_Task prompt_
Rewrite the listing below, changing every "Query" to "Label" and leaving everything else unchanged.
begin Records supplied
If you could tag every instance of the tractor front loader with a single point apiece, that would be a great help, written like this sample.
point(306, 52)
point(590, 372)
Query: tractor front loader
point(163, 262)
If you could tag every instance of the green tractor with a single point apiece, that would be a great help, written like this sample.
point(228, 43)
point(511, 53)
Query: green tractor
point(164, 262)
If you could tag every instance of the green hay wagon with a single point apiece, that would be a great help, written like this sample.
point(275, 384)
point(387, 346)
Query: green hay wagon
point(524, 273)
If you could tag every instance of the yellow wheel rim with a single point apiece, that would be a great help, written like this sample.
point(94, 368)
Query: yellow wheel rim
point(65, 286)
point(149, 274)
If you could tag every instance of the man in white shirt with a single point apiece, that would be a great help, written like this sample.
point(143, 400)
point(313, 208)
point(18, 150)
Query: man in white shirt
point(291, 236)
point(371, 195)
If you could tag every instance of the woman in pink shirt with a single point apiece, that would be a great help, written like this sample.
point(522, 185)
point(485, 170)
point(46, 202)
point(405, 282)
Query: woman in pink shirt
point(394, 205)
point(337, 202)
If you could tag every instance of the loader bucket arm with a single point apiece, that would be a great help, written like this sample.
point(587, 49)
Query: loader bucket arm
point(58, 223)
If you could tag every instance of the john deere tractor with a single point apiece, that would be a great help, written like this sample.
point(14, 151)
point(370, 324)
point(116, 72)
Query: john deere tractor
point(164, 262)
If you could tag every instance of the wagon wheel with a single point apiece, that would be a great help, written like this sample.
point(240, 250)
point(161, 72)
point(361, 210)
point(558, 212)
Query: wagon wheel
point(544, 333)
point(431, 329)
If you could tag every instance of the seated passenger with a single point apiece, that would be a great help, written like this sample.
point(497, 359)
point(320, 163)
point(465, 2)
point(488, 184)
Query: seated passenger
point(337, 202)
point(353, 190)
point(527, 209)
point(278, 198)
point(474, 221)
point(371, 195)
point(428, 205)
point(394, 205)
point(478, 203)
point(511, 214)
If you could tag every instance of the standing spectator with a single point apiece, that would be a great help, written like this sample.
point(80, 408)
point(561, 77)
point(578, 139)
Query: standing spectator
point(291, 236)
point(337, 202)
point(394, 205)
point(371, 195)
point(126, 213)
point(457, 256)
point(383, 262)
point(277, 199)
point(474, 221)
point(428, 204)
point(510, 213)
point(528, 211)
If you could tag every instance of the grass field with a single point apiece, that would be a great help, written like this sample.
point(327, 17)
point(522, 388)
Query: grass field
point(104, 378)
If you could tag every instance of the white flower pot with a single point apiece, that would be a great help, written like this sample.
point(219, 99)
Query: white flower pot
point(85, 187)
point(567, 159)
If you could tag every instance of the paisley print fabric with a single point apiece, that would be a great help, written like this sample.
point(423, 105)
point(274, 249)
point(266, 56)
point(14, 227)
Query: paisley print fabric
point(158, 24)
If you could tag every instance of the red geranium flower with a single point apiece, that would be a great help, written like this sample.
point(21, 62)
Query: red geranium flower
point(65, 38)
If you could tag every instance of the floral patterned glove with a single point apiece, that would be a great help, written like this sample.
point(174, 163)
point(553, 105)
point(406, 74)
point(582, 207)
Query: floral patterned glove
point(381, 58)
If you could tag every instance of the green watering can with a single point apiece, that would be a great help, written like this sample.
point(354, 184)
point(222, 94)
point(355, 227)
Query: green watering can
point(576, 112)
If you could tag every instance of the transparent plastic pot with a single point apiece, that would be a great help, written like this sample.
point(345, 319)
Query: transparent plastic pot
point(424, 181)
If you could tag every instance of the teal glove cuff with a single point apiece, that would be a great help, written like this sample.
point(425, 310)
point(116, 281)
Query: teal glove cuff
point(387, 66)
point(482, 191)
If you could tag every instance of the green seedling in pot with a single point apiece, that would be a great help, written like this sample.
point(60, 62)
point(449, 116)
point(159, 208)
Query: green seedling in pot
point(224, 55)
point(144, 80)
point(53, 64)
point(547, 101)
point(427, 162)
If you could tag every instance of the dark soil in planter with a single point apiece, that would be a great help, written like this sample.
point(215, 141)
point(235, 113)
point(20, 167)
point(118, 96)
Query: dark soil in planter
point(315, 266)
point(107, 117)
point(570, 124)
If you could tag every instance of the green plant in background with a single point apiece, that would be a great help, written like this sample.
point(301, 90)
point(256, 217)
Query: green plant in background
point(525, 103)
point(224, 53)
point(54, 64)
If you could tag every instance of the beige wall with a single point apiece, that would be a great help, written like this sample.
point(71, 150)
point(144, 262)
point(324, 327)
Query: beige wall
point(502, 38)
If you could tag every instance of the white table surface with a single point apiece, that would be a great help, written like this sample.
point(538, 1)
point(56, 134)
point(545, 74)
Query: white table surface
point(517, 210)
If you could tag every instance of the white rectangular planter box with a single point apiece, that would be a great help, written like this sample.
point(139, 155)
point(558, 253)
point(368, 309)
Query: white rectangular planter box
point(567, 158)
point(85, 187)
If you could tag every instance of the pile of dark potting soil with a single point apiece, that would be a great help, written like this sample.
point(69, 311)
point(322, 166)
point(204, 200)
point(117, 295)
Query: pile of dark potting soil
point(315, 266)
end Records supplied
_Worked answer_
If you could tag every instance of the tractor front loader with a single point apiece, that would be a great help, written like this sample.
point(306, 52)
point(590, 372)
Label: tractor front loader
point(163, 262)
If you could tag every instance of the green tractor with a single point apiece, that would be a great help, written like this sample.
point(228, 43)
point(511, 53)
Label: green tractor
point(164, 262)
If you could tag every instance of the green hay wagon with a single point apiece, that would be a great help, written like this sample.
point(275, 384)
point(387, 346)
Label: green hay wagon
point(524, 273)
If you could tag every instance of the yellow wheel rim with a single point apiece, that would be a great help, written like this sample.
point(94, 368)
Label: yellow wheel rim
point(65, 286)
point(149, 274)
If you could tag every instance of the man in white shirt with a single point apiece, that would be a great help, written like this sample.
point(143, 400)
point(313, 208)
point(18, 150)
Label: man in white shirt
point(291, 236)
point(371, 195)
If you could tag every instance of the woman in pink shirt with a single point apiece, that would be a great help, written like this sample.
point(522, 185)
point(485, 170)
point(46, 202)
point(405, 282)
Label: woman in pink shirt
point(394, 205)
point(337, 202)
If you could tag every instance of the loader bucket arm with a single point apiece, that would be a great help, written like this sample.
point(587, 49)
Label: loader bucket arm
point(58, 223)
If you could tag every instance of the john deere tractor with a single point apiece, that would be a great help, written like this sample.
point(14, 151)
point(370, 324)
point(116, 72)
Label: john deere tractor
point(164, 262)
If you could tag every instance of the wagon wheel with a single point apiece, that would be a great help, written like this sample.
point(240, 250)
point(161, 72)
point(361, 210)
point(558, 212)
Label: wagon wheel
point(544, 333)
point(431, 329)
If you could tag every instance of the seated passenger with a single point apiece, that would be a great help, written like this sample.
point(497, 359)
point(320, 163)
point(465, 2)
point(488, 184)
Label: seated passenger
point(337, 202)
point(353, 190)
point(527, 209)
point(278, 198)
point(474, 221)
point(371, 195)
point(428, 205)
point(394, 205)
point(478, 203)
point(511, 214)
If you could tag every instance of the standing spectator with a single point apiece, that would be a great help, written like this sample.
point(80, 408)
point(561, 77)
point(578, 139)
Label: standing spectator
point(291, 236)
point(337, 202)
point(394, 205)
point(371, 195)
point(126, 213)
point(457, 256)
point(383, 262)
point(277, 199)
point(474, 221)
point(428, 204)
point(510, 213)
point(528, 211)
If you could tag every instance of the grass field with a single point apiece, that would be a great help, written like this sample.
point(327, 17)
point(522, 388)
Label: grass field
point(104, 378)
If you could tag every instance of the white flower pot with a single point apiece, that would be a great help, written like this sample.
point(219, 99)
Label: white flower pot
point(85, 187)
point(567, 159)
If you could tag every instance of the paisley print fabric with a single point apiece, that would be a great help, written like this sample.
point(423, 105)
point(274, 249)
point(266, 56)
point(14, 227)
Label: paisley print fabric
point(158, 24)
If you could tag every instance of the red geranium flower with a single point apiece, that would be a great help, written like this sample.
point(21, 62)
Label: red geranium flower
point(65, 38)
If you could tag every instance of the floral patterned glove with a single point apiece, that would be a great help, written like this sample.
point(174, 163)
point(553, 105)
point(406, 74)
point(582, 207)
Label: floral patterned glove
point(381, 58)
If you could tag every instance of the green watering can with a single point apiece, that would be a great help, written like this sample.
point(354, 184)
point(222, 94)
point(355, 227)
Label: green watering can
point(576, 112)
If you could tag every instance of the transparent plastic pot with a single point apiece, that would be a great help, written like this sample.
point(345, 319)
Label: transparent plastic pot
point(424, 181)
If you could tag every instance of the teal glove cuff with a single point apiece, that would be a great help, written like this sample.
point(425, 310)
point(116, 281)
Label: teal glove cuff
point(387, 66)
point(482, 191)
If you could tag every instance of the green seedling in pot with a single point apiece, that would be a great help, written like this sample.
point(60, 62)
point(449, 116)
point(159, 208)
Label: green seedling in pot
point(224, 55)
point(144, 80)
point(53, 64)
point(547, 101)
point(427, 162)
If you could tag every instance of the dark soil in planter with a single point apiece, that would be a great help, written like this sample.
point(215, 141)
point(235, 113)
point(20, 167)
point(118, 96)
Label: dark soil in planter
point(315, 266)
point(107, 117)
point(570, 124)
If you could tag every instance of the green plant in background with a single point apiece, that would be a great help, written like this sample.
point(301, 90)
point(256, 217)
Label: green plant in background
point(525, 103)
point(224, 53)
point(54, 64)
If you could tag every instance of the beige wall with a single point apiece, that would be a great help, written like this sample.
point(71, 150)
point(144, 262)
point(324, 327)
Label: beige wall
point(502, 38)
If you could tag every instance of the white table surface with a single point apiece, that would be a great help, written like this sample.
point(538, 1)
point(56, 134)
point(545, 74)
Label: white table surface
point(517, 210)
If you could tag every instance of the white rectangular planter box with a single point apiece, that would be a great help, written like this sample.
point(139, 155)
point(558, 253)
point(368, 309)
Label: white rectangular planter box
point(567, 158)
point(85, 187)
If you could tag every instance of the pile of dark potting soil with a single point apiece, that would be a great help, written like this sample.
point(69, 311)
point(322, 166)
point(204, 200)
point(117, 295)
Label: pile of dark potting soil
point(315, 266)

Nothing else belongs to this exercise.